# Start of DATASET EXCERPTS

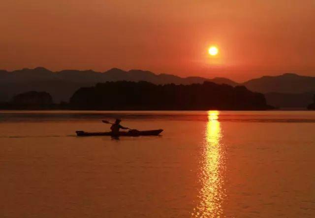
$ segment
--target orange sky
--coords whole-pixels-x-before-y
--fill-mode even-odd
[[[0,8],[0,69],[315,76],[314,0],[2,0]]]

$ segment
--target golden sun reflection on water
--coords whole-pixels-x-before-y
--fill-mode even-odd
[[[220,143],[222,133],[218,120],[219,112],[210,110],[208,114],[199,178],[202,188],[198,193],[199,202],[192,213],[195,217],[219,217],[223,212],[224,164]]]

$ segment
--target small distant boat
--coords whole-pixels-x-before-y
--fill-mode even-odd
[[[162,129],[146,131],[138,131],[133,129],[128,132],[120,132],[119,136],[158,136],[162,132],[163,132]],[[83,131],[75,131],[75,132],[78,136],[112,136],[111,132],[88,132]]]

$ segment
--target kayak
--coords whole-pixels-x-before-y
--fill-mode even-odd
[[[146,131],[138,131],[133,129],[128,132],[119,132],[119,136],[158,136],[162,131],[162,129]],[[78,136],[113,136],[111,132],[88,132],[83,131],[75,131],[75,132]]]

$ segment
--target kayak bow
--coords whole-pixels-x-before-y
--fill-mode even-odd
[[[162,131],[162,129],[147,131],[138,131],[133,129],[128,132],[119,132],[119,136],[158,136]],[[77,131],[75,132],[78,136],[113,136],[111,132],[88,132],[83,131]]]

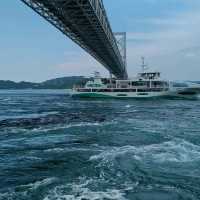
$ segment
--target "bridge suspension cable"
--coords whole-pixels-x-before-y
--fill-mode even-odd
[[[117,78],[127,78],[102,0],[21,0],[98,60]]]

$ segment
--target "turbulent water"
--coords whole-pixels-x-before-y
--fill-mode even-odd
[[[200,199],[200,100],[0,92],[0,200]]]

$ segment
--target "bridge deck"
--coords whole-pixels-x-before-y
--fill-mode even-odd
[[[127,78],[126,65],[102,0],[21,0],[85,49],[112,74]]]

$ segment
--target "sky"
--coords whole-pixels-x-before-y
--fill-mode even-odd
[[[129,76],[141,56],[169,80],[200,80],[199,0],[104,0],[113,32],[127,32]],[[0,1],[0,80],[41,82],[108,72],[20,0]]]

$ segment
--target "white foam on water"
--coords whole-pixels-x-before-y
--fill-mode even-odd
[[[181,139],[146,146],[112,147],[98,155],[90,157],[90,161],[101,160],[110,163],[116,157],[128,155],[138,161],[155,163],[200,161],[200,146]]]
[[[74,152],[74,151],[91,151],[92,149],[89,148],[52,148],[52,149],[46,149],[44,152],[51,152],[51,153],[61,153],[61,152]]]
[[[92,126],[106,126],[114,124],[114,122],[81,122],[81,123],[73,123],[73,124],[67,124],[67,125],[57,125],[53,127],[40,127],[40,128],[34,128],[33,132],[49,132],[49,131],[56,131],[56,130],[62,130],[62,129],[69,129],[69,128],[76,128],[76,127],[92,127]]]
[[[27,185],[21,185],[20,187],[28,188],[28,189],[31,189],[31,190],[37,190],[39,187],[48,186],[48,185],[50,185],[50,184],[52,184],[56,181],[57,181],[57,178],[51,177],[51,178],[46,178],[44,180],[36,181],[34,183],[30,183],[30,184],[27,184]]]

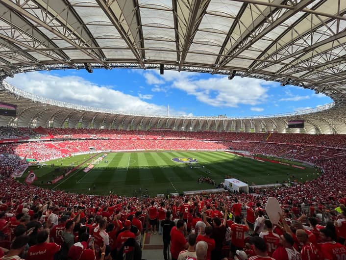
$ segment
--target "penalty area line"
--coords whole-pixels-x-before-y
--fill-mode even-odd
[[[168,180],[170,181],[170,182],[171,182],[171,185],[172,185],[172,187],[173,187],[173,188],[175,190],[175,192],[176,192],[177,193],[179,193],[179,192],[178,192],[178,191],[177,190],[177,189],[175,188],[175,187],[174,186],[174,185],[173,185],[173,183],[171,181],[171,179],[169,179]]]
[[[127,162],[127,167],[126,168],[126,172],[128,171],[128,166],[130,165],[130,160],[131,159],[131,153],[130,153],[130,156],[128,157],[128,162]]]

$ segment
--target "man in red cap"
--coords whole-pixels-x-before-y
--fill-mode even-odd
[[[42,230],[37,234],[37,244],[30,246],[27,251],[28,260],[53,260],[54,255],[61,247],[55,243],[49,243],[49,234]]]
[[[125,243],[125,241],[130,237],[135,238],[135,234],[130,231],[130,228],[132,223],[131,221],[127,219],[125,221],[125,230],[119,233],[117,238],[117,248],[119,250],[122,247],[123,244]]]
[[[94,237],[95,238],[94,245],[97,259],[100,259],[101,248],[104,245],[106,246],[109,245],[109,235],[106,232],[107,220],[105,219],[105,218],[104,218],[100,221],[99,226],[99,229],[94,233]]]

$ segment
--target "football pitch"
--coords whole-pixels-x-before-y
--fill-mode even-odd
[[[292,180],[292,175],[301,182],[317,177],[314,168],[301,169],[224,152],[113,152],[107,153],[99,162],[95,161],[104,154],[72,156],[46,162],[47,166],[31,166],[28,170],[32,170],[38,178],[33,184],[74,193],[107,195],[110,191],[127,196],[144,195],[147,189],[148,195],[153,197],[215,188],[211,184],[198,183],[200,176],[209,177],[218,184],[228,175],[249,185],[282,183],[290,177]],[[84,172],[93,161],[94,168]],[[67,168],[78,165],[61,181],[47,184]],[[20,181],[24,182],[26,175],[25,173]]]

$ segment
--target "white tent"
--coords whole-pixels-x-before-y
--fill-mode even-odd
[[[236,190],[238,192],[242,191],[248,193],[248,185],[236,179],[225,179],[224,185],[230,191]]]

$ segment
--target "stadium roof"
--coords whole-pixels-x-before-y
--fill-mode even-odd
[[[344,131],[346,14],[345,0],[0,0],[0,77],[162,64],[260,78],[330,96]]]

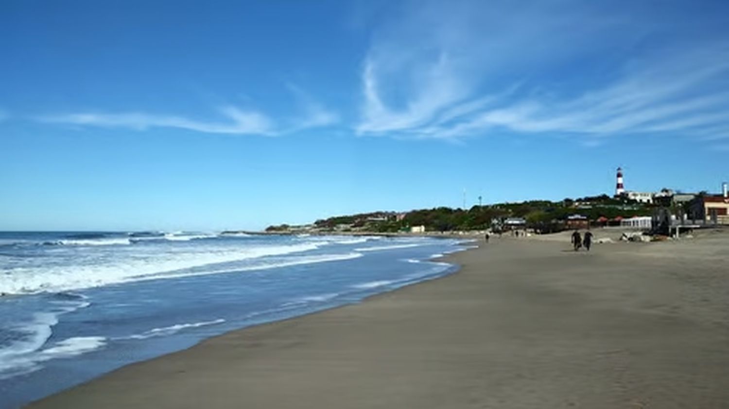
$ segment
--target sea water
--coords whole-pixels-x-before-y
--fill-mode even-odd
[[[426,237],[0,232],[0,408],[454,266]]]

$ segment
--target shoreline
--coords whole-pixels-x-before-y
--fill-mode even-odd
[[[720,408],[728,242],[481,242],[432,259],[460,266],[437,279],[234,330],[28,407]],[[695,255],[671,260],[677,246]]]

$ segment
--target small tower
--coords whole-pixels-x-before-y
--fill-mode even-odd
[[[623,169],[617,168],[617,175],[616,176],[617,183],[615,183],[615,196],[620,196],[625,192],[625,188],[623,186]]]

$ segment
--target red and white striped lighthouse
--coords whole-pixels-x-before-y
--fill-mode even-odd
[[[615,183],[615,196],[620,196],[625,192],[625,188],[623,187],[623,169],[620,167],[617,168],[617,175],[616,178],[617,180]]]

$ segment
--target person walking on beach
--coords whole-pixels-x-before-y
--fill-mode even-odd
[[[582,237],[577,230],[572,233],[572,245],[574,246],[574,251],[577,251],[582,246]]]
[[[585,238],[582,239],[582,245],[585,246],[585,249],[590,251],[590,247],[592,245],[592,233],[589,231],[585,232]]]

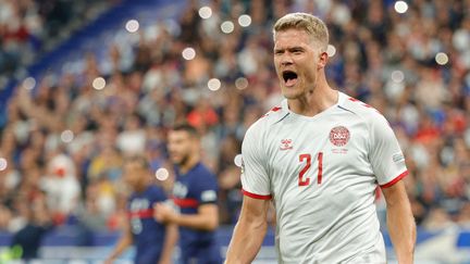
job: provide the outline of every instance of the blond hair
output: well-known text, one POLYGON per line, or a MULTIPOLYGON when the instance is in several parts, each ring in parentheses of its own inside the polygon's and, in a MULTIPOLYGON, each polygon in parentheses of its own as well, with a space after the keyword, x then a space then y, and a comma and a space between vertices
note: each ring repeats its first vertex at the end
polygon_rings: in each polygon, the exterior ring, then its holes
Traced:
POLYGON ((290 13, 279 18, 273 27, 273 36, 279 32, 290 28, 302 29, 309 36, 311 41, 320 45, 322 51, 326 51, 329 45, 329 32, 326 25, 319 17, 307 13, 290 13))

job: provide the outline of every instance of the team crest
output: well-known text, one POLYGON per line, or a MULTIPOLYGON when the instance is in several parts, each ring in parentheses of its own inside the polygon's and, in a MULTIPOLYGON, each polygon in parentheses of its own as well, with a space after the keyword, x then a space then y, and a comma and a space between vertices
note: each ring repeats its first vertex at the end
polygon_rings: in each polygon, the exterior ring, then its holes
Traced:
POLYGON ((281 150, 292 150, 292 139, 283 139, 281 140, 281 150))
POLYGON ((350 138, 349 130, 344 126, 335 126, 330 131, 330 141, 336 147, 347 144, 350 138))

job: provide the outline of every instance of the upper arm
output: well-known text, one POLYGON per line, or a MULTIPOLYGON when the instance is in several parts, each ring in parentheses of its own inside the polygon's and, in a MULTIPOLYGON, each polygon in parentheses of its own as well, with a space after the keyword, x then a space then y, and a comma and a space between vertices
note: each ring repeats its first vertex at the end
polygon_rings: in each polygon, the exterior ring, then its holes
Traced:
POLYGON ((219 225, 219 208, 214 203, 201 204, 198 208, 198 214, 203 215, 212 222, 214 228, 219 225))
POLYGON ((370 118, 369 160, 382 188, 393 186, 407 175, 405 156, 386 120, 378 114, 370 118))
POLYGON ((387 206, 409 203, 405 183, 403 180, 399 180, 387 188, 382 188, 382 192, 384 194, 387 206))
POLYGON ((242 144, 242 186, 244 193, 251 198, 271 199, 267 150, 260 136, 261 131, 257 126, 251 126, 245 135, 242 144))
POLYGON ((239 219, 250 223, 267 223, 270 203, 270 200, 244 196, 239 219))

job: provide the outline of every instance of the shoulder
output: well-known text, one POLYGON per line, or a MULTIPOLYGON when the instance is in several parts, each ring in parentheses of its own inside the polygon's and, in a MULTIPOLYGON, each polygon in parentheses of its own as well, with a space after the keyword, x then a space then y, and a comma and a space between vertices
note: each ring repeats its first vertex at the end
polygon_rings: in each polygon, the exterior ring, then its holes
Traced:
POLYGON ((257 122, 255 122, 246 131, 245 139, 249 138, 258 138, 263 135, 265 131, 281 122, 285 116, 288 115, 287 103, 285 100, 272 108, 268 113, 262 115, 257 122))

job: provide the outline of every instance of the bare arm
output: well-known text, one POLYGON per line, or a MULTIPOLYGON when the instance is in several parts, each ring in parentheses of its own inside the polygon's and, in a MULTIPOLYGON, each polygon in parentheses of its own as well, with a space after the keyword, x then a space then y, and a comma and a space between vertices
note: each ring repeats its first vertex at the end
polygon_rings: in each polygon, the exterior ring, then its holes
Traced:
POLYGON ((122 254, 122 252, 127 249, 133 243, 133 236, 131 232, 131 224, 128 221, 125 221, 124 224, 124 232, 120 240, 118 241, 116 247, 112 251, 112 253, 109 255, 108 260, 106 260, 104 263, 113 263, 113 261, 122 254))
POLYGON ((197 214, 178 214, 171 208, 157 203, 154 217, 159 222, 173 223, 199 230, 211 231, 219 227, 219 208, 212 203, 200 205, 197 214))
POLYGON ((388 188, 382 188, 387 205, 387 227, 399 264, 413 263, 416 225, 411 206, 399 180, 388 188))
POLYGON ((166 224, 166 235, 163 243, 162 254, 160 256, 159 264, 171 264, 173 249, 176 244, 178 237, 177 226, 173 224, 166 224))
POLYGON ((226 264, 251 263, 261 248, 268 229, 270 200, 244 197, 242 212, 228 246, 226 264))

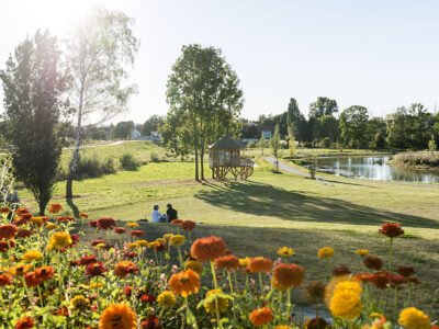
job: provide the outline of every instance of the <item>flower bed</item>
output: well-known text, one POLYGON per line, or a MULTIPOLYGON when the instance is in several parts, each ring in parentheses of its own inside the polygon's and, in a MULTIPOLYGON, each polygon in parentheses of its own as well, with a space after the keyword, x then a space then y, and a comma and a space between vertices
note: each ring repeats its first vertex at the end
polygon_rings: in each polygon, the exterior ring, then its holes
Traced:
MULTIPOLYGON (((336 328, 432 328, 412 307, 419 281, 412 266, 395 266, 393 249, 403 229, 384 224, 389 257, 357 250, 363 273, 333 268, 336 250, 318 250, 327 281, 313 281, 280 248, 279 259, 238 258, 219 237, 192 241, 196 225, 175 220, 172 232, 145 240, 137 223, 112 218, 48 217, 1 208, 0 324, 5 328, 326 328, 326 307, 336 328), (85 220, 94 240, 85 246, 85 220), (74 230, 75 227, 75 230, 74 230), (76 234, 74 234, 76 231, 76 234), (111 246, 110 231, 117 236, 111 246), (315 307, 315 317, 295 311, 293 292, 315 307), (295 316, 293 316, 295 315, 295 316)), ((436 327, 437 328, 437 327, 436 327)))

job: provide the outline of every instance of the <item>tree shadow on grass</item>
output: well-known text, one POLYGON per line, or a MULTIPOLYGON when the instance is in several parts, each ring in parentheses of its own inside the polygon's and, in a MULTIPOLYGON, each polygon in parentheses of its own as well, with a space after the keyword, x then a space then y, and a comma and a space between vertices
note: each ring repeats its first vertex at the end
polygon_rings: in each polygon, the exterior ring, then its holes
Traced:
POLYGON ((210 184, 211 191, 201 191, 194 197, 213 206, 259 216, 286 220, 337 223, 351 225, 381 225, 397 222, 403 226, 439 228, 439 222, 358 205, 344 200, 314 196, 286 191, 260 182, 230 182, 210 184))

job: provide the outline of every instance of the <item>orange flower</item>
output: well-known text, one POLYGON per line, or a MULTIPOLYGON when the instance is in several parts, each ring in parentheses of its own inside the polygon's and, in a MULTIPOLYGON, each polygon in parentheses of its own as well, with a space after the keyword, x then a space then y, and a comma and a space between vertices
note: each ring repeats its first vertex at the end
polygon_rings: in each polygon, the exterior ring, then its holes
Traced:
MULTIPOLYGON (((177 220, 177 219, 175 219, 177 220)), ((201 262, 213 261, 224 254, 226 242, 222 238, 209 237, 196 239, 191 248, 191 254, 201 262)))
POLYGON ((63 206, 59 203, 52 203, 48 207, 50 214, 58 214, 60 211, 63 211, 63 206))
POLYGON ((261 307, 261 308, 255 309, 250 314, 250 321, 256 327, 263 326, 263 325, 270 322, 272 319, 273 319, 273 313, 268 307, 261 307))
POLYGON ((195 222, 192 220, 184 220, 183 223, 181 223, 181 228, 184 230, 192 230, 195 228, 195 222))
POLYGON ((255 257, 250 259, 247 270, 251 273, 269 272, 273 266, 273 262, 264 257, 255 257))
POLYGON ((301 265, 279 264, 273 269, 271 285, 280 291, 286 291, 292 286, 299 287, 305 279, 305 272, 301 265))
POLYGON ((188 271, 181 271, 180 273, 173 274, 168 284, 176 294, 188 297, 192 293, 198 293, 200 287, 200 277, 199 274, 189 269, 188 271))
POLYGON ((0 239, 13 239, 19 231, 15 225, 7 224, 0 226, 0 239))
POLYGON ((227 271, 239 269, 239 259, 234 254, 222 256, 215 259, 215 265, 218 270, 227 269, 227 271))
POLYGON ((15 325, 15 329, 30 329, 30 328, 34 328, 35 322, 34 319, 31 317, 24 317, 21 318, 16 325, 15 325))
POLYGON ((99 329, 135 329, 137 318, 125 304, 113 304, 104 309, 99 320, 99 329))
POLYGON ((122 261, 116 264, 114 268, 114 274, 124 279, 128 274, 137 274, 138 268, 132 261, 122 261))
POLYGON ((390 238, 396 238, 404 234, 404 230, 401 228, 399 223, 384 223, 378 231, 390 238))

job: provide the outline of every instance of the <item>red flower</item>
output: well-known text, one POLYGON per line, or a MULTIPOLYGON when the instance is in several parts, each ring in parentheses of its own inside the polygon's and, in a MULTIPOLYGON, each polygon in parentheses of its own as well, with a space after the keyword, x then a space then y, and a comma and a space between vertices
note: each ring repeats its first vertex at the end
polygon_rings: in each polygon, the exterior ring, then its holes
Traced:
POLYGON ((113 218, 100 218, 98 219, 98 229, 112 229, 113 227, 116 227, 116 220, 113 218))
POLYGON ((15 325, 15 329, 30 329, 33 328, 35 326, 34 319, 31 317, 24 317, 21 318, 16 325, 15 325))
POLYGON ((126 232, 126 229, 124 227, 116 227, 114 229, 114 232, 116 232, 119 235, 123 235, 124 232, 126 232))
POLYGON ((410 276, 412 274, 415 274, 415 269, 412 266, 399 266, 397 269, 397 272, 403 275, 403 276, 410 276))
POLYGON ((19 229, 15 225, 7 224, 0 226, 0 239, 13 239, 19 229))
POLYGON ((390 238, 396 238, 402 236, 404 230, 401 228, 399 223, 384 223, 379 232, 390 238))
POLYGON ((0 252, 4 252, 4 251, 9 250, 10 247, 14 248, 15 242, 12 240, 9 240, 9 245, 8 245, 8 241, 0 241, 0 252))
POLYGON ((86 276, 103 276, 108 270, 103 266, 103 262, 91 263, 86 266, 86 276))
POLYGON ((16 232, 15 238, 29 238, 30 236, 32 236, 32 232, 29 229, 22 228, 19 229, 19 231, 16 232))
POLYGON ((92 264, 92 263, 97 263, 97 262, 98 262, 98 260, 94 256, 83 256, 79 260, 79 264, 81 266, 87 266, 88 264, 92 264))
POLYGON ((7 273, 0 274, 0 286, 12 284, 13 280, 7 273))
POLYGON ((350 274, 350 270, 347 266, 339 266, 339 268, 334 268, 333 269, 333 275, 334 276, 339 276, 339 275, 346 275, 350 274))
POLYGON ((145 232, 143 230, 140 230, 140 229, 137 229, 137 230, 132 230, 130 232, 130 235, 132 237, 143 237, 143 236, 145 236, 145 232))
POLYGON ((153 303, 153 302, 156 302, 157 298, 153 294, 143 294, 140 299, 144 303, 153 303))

# End of DATASET EXCERPTS

(PROMPT) Update the rows starting at the beginning of the rows and ending at the line that contains "[[[127,78],[126,65],[102,0],[21,0],[85,49],[112,74]]]", replacing "even-odd" with "nonzero" and leaving everything else unchanged. Omit the pictures from your output.

(RESPONSE)
$ segment
--target orange sky
--coords whole-pixels-x-before-y
--fill-mode nonzero
[[[0,8],[0,69],[315,76],[314,0],[2,0]]]

$ segment
--target golden sun reflection on water
--coords whole-pixels-x-before-y
--fill-mode nonzero
[[[220,143],[222,133],[218,120],[219,112],[210,110],[208,114],[199,178],[202,188],[198,193],[199,202],[192,213],[195,217],[219,217],[223,212],[224,164]]]

$ segment
--target small distant boat
--coords whole-pixels-x-before-y
--fill-mode nonzero
[[[162,129],[146,131],[138,131],[133,129],[128,132],[120,132],[119,136],[158,136],[162,132],[163,132]],[[83,131],[75,131],[75,132],[78,136],[112,136],[111,132],[88,132]]]

$ segment
--target kayak
--coords whole-pixels-x-before-y
--fill-mode nonzero
[[[146,131],[138,131],[133,129],[128,132],[119,132],[119,136],[158,136],[162,131],[162,129]],[[78,136],[113,136],[111,132],[88,132],[83,131],[75,131],[75,132]]]

$ segment
--target kayak bow
--coords whole-pixels-x-before-y
--fill-mode nonzero
[[[162,131],[162,129],[147,131],[138,131],[133,129],[128,132],[119,132],[119,136],[158,136]],[[77,131],[75,132],[78,136],[113,136],[111,132],[88,132],[83,131]]]

$ segment
--target "bridge suspension cable"
--coords whole-pixels-x-before-y
--fill-mode nonzero
[[[117,78],[127,78],[102,0],[21,0],[98,60]]]

$ segment
--target "turbulent water"
--coords whole-pixels-x-before-y
--fill-mode nonzero
[[[200,199],[200,100],[0,92],[0,200]]]

$ segment
--target "bridge deck"
--coords whole-pixels-x-before-y
--fill-mode nonzero
[[[127,78],[126,65],[102,0],[21,0],[85,49],[112,74]]]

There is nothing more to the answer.